**** Supplied records
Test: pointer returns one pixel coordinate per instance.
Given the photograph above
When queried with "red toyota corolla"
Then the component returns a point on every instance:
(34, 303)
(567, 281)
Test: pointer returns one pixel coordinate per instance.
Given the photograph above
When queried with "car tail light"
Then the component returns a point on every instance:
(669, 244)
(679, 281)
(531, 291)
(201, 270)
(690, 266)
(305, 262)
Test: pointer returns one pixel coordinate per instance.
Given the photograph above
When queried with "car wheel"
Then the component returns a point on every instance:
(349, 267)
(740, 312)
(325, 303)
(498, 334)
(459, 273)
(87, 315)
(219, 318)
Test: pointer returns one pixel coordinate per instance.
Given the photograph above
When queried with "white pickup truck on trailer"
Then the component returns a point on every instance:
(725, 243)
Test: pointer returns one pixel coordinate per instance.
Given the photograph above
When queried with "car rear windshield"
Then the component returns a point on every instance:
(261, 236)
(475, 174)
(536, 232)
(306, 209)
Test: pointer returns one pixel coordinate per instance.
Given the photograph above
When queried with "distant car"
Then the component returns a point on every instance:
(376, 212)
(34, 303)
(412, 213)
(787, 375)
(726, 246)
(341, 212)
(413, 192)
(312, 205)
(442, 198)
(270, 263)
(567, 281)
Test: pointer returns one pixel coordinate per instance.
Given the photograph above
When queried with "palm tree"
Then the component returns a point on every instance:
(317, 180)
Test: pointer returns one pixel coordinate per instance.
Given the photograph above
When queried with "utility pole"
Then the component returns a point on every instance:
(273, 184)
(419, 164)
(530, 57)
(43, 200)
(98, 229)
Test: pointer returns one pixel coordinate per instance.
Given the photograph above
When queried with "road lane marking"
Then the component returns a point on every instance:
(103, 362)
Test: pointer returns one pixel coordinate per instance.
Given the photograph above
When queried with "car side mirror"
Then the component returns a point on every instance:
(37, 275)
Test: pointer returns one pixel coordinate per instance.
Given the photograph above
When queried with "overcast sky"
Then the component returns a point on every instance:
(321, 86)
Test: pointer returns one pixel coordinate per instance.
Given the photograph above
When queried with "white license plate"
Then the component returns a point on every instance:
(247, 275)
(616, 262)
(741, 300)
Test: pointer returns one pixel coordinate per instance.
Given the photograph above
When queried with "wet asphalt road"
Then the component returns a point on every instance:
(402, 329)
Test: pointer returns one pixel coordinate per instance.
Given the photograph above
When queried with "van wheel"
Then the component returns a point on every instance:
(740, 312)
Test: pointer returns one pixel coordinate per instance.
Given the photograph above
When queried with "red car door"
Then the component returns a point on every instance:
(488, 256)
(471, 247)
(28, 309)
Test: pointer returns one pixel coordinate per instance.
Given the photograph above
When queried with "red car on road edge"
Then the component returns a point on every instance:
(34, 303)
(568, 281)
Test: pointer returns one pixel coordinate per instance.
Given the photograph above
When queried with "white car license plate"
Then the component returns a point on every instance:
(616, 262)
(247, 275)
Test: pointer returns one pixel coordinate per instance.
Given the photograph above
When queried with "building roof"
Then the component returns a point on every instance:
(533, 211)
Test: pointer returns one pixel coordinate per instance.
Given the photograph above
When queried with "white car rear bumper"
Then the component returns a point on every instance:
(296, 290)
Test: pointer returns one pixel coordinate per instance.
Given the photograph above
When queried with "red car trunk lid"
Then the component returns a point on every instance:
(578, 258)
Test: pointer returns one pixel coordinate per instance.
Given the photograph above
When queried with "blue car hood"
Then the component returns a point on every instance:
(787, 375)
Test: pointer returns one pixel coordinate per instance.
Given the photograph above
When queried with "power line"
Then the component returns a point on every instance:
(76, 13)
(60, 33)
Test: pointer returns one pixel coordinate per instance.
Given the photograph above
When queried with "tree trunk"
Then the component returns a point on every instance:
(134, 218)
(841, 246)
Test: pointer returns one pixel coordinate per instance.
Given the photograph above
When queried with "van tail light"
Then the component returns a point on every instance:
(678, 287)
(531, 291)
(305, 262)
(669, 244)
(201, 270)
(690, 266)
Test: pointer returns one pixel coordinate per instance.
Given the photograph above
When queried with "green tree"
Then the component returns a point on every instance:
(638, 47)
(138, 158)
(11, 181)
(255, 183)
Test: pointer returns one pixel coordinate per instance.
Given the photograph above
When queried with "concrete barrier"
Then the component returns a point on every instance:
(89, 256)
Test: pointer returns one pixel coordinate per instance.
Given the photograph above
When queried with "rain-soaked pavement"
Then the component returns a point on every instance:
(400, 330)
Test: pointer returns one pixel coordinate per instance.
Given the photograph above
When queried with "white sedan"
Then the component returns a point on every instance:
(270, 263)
********
> _Problem to work on_
Restate all of the entries above precisely.

> _Expected answer_
Test: pointer returns one pixel coordinate per instance.
Given the photograph above
When queried with "red toyota corolla"
Then the component returns a point on every instance:
(34, 303)
(567, 281)
Test: pointer returns one pixel coordinate per instance.
Given the photograph above
When queried with "car tail light"
Then the component returns a point on every instance:
(669, 244)
(679, 281)
(531, 291)
(201, 270)
(690, 266)
(305, 262)
Test: pointer returns one pixel coordinate per instance.
Given the photograph above
When queried with "car wheel"
Then the component returns a point on every instance:
(349, 267)
(740, 312)
(325, 303)
(498, 334)
(459, 273)
(87, 315)
(219, 318)
Test: pointer returns one pixel coordinate per instance.
Given the photograph above
When queried with "white pickup truck on trailer"
Then the component returns a point on every instance:
(725, 243)
Test: pointer returns one pixel coordinate per instance.
Given the photograph above
When queried with "car rear windshield"
Then the component returns a point on every instance:
(261, 236)
(475, 174)
(536, 232)
(306, 209)
Test: pointer returns one pixel coordinate per instance.
Given the photograph above
When queried with "distant car"
Then the component returns a point on every instance:
(376, 212)
(34, 303)
(412, 213)
(787, 375)
(726, 246)
(341, 212)
(413, 192)
(312, 205)
(442, 198)
(270, 263)
(567, 281)
Test: pointer returns one pixel coordinate per instance.
Given the photograph above
When queried with "palm tree"
Then the component returns a point on every instance:
(317, 180)
Test: pointer returns one pixel coordinate per instance.
Given the photograph above
When queried with "utility pole"
Then the component returns a point on every instance:
(273, 184)
(419, 164)
(530, 57)
(43, 200)
(98, 229)
Test: pointer returns one pixel coordinate per instance.
Given the photograph above
When queried with "road lane marking"
Then the component returns a point on every instance:
(103, 362)
Test: pointer returns one pixel coordinate per instance.
Given the photograph above
When queried with "car side mirror"
Then the component returns a point on every instance:
(37, 275)
Test: pointer returns one pixel coordinate per instance.
Given the photograph above
When queried with "overcast sky"
Then the component returns a point on every instance:
(321, 86)
Test: pointer returns one pixel coordinate per instance.
Given the photograph above
When queried with "white license plate"
Then the component returns a point on every instance:
(247, 275)
(616, 262)
(741, 300)
Test: pointer returns one pixel coordinate per instance.
Given the photograph above
When queried with "wet asphalt road"
Then the component returns a point on every instance:
(402, 329)
Test: pointer returns one pixel coordinate per instance.
Given the photograph above
When queried with "van wheel"
Then the component returns a point on every instance:
(740, 312)
Test: pointer returns one pixel coordinate per instance.
Given the photograph above
When queried with "red car door"
Then the component returns a point on every instance:
(488, 256)
(471, 247)
(28, 309)
Test: pointer returns one pixel coordinate per instance.
Given the photograph above
When queried with "red car on road edge"
Then the component returns a point on every instance:
(34, 303)
(568, 281)
Test: pointer returns one pixel coordinate per instance.
Given the photograph above
When queried with "white car license plate"
Then the component returns a point on every instance:
(616, 262)
(247, 275)
Test: pointer returns one pixel coordinate per instance.
Given the photograph above
When queried with "building roof"
Then the component returns a point on every instance:
(533, 211)
Test: pointer returns one pixel coordinate per instance.
Given the photograph above
When queried with "white car rear bumper"
Then the component returns a point on every instance:
(296, 290)
Test: pointer returns one pixel coordinate per instance.
Given the photograph above
When queried with "red car trunk lid"
Then the component returns a point on every instance:
(578, 258)
Test: pointer returns one pixel coordinate per instance.
Given the photograph above
When queried with "blue car hood"
Then the component returns a point on every instance:
(787, 375)
Test: pointer returns one pixel coordinate per instance.
Given the photograph above
When queried with "power line"
Then the component returns a point on every instance:
(76, 13)
(60, 33)
Test: pointer returns one pixel coordinate per instance.
Given the photograph above
When queried with "tree trunk"
Then the component returns a point on every instance:
(134, 218)
(841, 246)
Test: pointer returns one pixel coordinate per instance.
Given the photograph above
When queried with "van tail light"
Then the component returns a point on every instance:
(678, 287)
(531, 291)
(305, 262)
(669, 244)
(201, 270)
(690, 266)
Test: pointer returns one pixel coordinate per instance.
Given the photograph above
When queried with "green tree"
Then the component returns a point on every instance:
(638, 47)
(138, 158)
(11, 181)
(255, 183)
Test: pointer returns one pixel coordinate per instance.
Given the photograph above
When queried with "concrete barrier"
Then the component returns a point on every instance:
(89, 256)
Test: pointer returns one pixel coordinate per instance.
Given the photograph above
When queried with "rain-soaked pavement"
Then the component returns a point on every instance:
(400, 330)
Test: pointer returns one pixel coordinate per instance.
Given the photograph above
When queried with "white sedan"
Then the component returns a point on every instance:
(270, 263)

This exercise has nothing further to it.